::: Document segment :::

The tricky part about these situations is that there's no way to prove whether any sales have been lost or not; this is a tricky point for those on both sides of the argument. You can claim that the artist has lost a sale in this case without any real proof that this is what's actually happening, and I can argue that the exact opposite is true with the same level of rationality. Since there's no way to prove either point based on actual evidence, making an argument for or against royalty-free use on not-for-profit projects with proper attribution (when based on the "artist loses sales" proposition) is logically impossible, and thus fruitless.

Quote:
Originally Posted by Steve House
As far as I'm concerned, you simply don't have to right to divert your neighbor's property to your own use without his permission, whether that property is his lawn-mower, his car, his bank account, or the terrific song he wrote.
Yes, but individual lawnmowers and cars are not released into the culture at large. Bob Jenkins' lawnmower has no cultural significance, whereas a popular song does. As soon as you put a song on the radio, or on MTV, or whatever, it becomes part of our culture. This is an entirely different situation than stealing a lawnmower. A lawnmower is a physical piece of property, and as such has a clear owner. A song, being a part of the culture, belongs to everyone to a certain extent. Artists should be able to claim some ownership rights, of course. But they can't own how a song affects individuals on an emotional or cultural level. They may try to claim that right, and the law may be behind them, but that doesn't make the proposition any less ridiculous.

Quote:
Originally Posted by Steve House
You may welcome anyone's use of your work and that is admirable - I'd probably take the same stance that you'd be welcome to use mine unless you make a profit BUT I don't want someone else just assuming it's okay without going through the formality of asking. You simply don't have the right to say that because these are MY standards no one alse has the right to be more restrictive. OTOH, they do have the right to expect you to honor their decisions about your use of their work. If you can't get an answer to your requests to use the music in question, that seems a pretty clear message that they don't want you to use it and I think you're honor-bound to accept their wishes in the matter.
I don't think anyone has a right to expect any such thing. They may wish for it, and try to stop such uses from occurring, but it seems to me that once you throw something out into the world, you inherently give up certain rights. You can't control how someone chooses to represent your work in their own home, for instance. You may shoot something in 4:3 and expect it to be watched that way, but you can't stop your audience from watching it "squished" on a 16:9 display, for example. Nor can you stop them from muting the sound and listening to whatever music they happen to think would be a good fit.

:::

What you will do: List every kind of a neighbor's property that the first Steve House quote in the forum discussion above names.

::: Given information :::

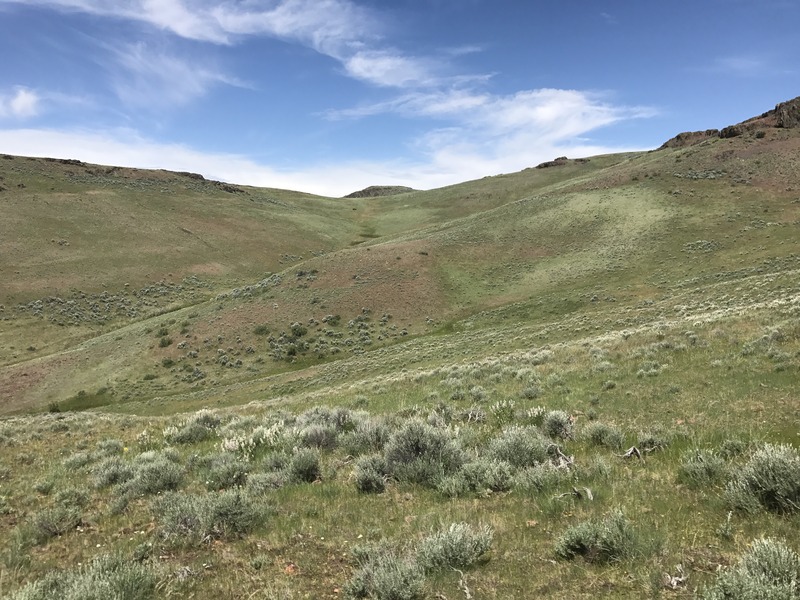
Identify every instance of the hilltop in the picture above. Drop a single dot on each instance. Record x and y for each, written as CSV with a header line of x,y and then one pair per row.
x,y
318,374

:::

Solution:
- lawn-mower
- car
- bank account
- the terrific song he wrote